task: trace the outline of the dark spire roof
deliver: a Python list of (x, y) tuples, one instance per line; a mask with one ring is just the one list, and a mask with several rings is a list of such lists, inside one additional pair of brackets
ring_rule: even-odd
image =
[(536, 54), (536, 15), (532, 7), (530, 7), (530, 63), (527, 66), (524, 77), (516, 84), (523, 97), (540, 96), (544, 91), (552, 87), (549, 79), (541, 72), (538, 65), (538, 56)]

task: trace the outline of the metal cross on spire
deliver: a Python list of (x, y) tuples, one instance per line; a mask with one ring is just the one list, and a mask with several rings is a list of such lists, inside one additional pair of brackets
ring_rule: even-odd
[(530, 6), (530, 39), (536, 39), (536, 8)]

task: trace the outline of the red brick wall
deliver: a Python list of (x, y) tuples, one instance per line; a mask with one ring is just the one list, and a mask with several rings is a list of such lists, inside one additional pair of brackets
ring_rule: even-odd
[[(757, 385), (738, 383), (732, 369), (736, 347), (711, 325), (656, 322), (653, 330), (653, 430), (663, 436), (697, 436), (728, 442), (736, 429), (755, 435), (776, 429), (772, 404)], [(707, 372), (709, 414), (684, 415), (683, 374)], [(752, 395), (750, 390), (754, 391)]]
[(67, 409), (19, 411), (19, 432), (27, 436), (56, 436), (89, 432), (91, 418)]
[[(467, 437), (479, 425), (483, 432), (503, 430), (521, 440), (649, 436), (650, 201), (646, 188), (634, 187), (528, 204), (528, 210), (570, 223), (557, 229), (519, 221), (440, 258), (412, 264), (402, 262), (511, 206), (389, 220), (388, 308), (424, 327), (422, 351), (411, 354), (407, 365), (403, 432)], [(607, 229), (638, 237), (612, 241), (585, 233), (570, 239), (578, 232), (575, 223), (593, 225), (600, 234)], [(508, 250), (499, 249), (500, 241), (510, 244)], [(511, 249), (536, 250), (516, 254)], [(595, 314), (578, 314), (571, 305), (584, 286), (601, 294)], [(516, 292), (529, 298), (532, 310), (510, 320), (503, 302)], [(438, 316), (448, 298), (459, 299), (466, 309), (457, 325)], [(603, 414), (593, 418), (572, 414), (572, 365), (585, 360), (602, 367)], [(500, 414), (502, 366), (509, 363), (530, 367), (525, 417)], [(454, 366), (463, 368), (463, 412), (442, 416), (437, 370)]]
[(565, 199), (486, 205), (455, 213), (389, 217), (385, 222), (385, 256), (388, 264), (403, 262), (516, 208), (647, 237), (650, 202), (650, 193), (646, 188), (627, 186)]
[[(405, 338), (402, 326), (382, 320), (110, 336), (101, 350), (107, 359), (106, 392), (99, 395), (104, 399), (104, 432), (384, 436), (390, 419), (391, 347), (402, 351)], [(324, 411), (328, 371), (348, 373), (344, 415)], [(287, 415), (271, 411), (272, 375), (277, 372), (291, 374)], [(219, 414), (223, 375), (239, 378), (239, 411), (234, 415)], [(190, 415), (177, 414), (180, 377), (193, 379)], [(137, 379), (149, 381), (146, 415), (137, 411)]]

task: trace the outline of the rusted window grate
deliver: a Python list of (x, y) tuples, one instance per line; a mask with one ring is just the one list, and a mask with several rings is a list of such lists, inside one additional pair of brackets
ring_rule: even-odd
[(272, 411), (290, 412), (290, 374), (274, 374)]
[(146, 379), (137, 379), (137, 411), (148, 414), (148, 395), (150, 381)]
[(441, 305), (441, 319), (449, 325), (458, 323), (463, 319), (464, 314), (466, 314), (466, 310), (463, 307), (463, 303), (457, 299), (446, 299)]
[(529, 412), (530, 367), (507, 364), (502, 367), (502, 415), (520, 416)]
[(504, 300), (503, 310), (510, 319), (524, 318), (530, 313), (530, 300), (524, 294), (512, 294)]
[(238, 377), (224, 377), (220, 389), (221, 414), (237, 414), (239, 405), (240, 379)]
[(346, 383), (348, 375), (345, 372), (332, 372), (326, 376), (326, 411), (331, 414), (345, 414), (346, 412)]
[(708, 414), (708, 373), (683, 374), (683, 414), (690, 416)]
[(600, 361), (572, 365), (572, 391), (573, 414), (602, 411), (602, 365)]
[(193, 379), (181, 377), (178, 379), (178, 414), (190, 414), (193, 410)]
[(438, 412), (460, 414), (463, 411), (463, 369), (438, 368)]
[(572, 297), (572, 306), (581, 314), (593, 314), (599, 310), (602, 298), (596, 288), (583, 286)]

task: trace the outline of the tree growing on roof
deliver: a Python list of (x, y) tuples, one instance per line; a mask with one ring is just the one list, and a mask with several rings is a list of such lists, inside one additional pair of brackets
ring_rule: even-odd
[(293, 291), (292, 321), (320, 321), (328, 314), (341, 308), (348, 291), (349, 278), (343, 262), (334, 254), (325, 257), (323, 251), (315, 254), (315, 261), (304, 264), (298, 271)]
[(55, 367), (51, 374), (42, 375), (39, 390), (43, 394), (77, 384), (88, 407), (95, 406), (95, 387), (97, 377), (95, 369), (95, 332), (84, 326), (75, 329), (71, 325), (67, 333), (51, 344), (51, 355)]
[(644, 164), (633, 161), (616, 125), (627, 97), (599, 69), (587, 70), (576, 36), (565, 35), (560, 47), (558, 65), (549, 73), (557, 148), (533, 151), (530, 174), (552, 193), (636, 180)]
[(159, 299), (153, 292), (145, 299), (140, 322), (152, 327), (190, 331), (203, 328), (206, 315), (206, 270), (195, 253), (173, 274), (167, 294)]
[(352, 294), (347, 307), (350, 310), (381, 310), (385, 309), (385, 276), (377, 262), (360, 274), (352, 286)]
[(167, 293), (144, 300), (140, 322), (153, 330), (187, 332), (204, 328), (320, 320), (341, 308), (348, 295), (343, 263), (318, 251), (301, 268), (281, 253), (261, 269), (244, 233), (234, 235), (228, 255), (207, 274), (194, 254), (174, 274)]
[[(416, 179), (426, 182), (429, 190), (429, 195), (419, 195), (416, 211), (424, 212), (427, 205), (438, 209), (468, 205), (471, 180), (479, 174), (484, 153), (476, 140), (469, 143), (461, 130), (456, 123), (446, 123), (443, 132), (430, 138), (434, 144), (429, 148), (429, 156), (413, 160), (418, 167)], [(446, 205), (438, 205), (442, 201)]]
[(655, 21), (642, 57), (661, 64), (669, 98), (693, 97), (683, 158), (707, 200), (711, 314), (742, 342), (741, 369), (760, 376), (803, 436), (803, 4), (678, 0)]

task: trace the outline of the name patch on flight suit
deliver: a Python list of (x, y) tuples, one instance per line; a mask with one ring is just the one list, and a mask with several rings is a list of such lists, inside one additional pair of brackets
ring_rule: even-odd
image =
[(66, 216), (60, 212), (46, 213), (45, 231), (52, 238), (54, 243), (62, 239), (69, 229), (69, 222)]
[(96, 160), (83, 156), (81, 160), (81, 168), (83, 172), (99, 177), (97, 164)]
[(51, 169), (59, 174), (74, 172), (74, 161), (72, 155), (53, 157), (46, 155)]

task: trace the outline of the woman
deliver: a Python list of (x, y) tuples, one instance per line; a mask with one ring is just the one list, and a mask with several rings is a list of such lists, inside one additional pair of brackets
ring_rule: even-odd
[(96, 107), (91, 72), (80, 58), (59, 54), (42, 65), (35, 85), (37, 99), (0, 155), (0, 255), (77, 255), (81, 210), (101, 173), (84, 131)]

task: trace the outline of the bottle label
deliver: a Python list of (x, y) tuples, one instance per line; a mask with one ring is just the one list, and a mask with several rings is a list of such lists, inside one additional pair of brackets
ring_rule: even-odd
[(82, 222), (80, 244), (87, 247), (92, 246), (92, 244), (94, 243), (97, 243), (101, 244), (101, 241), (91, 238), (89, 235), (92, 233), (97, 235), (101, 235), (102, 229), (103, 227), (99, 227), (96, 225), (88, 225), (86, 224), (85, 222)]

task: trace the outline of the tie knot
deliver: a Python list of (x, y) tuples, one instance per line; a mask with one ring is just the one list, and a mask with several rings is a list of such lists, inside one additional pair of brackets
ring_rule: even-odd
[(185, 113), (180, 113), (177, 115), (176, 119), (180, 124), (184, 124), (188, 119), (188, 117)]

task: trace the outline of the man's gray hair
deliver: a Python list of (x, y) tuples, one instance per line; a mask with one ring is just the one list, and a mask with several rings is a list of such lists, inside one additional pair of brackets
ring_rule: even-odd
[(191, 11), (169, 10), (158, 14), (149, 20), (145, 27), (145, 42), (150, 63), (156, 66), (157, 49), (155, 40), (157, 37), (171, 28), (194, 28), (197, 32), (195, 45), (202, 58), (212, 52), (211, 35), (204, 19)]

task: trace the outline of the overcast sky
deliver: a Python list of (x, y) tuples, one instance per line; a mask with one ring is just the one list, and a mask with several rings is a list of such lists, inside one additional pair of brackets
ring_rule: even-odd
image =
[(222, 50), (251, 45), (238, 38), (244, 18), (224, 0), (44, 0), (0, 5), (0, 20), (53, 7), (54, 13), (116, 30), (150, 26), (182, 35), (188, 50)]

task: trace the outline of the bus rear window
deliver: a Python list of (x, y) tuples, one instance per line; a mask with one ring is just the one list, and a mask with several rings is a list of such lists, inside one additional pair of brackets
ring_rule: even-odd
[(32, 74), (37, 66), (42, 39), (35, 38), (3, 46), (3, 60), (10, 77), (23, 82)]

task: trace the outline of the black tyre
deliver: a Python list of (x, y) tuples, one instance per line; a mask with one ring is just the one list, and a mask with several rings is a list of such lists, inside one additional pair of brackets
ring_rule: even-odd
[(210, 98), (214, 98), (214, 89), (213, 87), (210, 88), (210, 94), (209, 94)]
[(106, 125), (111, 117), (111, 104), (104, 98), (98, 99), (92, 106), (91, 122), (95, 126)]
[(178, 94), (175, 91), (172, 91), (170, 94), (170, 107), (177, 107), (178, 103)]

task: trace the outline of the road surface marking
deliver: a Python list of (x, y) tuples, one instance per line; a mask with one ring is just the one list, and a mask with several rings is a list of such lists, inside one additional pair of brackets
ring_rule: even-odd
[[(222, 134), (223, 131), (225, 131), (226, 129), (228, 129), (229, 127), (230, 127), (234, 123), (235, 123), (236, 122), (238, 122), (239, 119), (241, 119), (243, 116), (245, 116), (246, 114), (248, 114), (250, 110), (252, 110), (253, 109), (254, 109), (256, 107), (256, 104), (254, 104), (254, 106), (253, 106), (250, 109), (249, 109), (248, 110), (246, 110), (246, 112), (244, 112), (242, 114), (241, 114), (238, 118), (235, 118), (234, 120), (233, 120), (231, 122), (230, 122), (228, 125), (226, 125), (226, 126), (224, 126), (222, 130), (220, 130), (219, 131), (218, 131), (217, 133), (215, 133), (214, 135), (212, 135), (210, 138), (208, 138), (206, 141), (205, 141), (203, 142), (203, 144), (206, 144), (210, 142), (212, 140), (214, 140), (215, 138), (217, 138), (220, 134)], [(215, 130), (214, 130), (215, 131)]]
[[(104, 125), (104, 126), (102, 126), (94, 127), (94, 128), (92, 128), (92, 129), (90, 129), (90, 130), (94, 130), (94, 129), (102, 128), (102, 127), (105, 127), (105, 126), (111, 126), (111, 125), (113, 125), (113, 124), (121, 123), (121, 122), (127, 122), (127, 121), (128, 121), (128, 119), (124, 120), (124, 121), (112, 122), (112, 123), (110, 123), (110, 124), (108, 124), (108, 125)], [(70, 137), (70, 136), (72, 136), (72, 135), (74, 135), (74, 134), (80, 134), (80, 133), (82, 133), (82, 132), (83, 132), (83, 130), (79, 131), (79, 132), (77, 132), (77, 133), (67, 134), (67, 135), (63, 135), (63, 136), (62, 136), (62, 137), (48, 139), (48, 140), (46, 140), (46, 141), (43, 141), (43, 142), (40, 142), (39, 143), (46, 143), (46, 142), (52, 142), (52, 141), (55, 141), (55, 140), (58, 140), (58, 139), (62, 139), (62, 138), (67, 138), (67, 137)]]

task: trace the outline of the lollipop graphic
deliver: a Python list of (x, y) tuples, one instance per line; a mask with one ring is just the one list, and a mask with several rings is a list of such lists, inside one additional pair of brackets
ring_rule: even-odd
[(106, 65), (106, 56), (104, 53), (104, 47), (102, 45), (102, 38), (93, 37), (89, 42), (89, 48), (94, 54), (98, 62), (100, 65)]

****************

• **Given problem**
Copy the lines of the records verbatim, from the line containing "task: trace the outline of the road" through the line containing "130), (215, 131)]]", both included.

• **Output for this task**
task: trace the outline of the road surface marking
deliver: a Python list of (x, y) tuples, one instance per line; a mask with one ring is just the one list, and a mask with several rings is a list of such lists, inside one additional pair of brackets
ring_rule: even-odd
[[(222, 134), (223, 131), (225, 131), (226, 129), (228, 129), (229, 127), (230, 127), (234, 123), (235, 123), (236, 122), (238, 122), (239, 119), (241, 119), (243, 116), (245, 116), (246, 114), (248, 114), (250, 110), (252, 110), (253, 109), (254, 109), (256, 107), (256, 104), (254, 104), (254, 106), (253, 106), (250, 109), (249, 109), (248, 110), (246, 110), (246, 112), (244, 112), (242, 114), (241, 114), (238, 118), (235, 118), (234, 120), (233, 120), (231, 122), (230, 122), (228, 125), (226, 125), (226, 126), (224, 126), (222, 130), (220, 130), (219, 131), (218, 131), (217, 133), (215, 133), (214, 135), (212, 135), (210, 138), (208, 138), (206, 141), (205, 141), (203, 142), (203, 144), (206, 144), (210, 142), (212, 140), (214, 140), (215, 138), (217, 138), (220, 134)], [(215, 130), (214, 130), (215, 131)]]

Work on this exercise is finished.